Please put every line of the entries below into a JSON list of strings, one string per line, leaving out any blank lines.

Raw records –
***

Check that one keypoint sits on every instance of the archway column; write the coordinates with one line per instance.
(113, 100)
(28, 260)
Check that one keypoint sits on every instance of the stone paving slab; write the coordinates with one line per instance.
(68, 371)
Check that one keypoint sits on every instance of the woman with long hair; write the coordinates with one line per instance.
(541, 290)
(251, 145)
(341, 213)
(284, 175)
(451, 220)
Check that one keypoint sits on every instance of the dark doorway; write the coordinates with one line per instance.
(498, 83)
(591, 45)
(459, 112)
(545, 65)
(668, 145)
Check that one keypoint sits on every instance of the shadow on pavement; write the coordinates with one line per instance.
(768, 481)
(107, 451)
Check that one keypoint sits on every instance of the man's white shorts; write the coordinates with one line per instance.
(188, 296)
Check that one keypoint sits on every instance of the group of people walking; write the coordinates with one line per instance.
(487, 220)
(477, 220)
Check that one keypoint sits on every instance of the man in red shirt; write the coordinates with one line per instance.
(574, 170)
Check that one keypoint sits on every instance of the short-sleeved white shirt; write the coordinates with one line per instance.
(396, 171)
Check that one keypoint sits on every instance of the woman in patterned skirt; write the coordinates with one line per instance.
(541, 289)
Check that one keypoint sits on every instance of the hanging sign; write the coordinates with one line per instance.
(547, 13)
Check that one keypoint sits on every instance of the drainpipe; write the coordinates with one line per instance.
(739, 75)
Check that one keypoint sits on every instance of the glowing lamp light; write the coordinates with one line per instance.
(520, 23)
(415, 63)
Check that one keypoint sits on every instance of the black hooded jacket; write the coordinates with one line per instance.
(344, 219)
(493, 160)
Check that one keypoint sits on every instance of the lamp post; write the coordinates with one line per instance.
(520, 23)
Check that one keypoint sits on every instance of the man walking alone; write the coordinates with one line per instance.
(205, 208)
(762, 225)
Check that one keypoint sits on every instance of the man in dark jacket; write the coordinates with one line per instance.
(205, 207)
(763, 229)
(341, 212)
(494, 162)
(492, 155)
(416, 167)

***

Written answer –
[
  "Check that one keypoint sits on every instance of the archway column; write the coordinates with one line per instance.",
  "(113, 100)",
  "(28, 260)",
  "Check that one keypoint sits on every instance of the stone paving slab; write the coordinates with one line per instance.",
  "(68, 371)",
  "Check that one keypoint sits on every instance of the woman with long hair; write the coordinates with one line per instance.",
  "(541, 290)",
  "(251, 145)",
  "(341, 213)",
  "(284, 175)",
  "(451, 220)",
  "Check that one keypoint sits on every instance of the dark doorway; write the coordinates with one line per instance.",
  "(498, 83)",
  "(591, 45)",
  "(459, 112)",
  "(545, 65)",
  "(668, 145)",
  "Check that one keypoint sits on every instance of the shadow on pavement; write the coordinates with one line per instance.",
  "(768, 481)",
  "(107, 451)",
  "Check that one keypoint sits on every instance of the man's white shorts; write the coordinates with one line per instance.",
  "(188, 296)",
  "Check that one keypoint sits on every instance of the group of people walking; write the coordinates with one line per instance.",
  "(487, 220)",
  "(477, 220)",
  "Check that one keypoint sits on every instance of the man in red shirt; write the coordinates with one line per instance.",
  "(574, 170)",
  "Check that one keypoint sits on every instance of the short-sleeved white shirt; write the coordinates with one line per instance.",
  "(396, 171)",
  "Check that one keypoint sits on every instance of the woman in patterned skirt; write the coordinates with one line per instance.",
  "(541, 289)",
  "Check that one keypoint sits on every instance of the hanging sign; write the coordinates with one line per instance.",
  "(547, 13)",
  "Check that one keypoint sits on every instance of the drainpipe; write the coordinates with one line per instance.",
  "(739, 75)",
  "Check that one keypoint sits on every instance of the glowing lamp light; write the coordinates with one line per instance.",
  "(520, 23)",
  "(415, 63)",
  "Check that one keypoint sits on every instance of the black hooded jacket; write the coordinates with one line per instance.",
  "(344, 219)",
  "(493, 160)",
  "Check that one keypoint sits on every instance of the lamp post; write the coordinates with one line per instance.",
  "(520, 23)",
  "Check that one keypoint sits on every instance of the man walking alone; write the coordinates with one line per instance.",
  "(205, 208)",
  "(762, 225)",
  "Check that one keypoint sits on every instance of the man in dark jacket; write the coordinates with one line per instance.",
  "(205, 207)",
  "(763, 229)",
  "(341, 212)",
  "(494, 162)",
  "(492, 155)",
  "(416, 167)"
]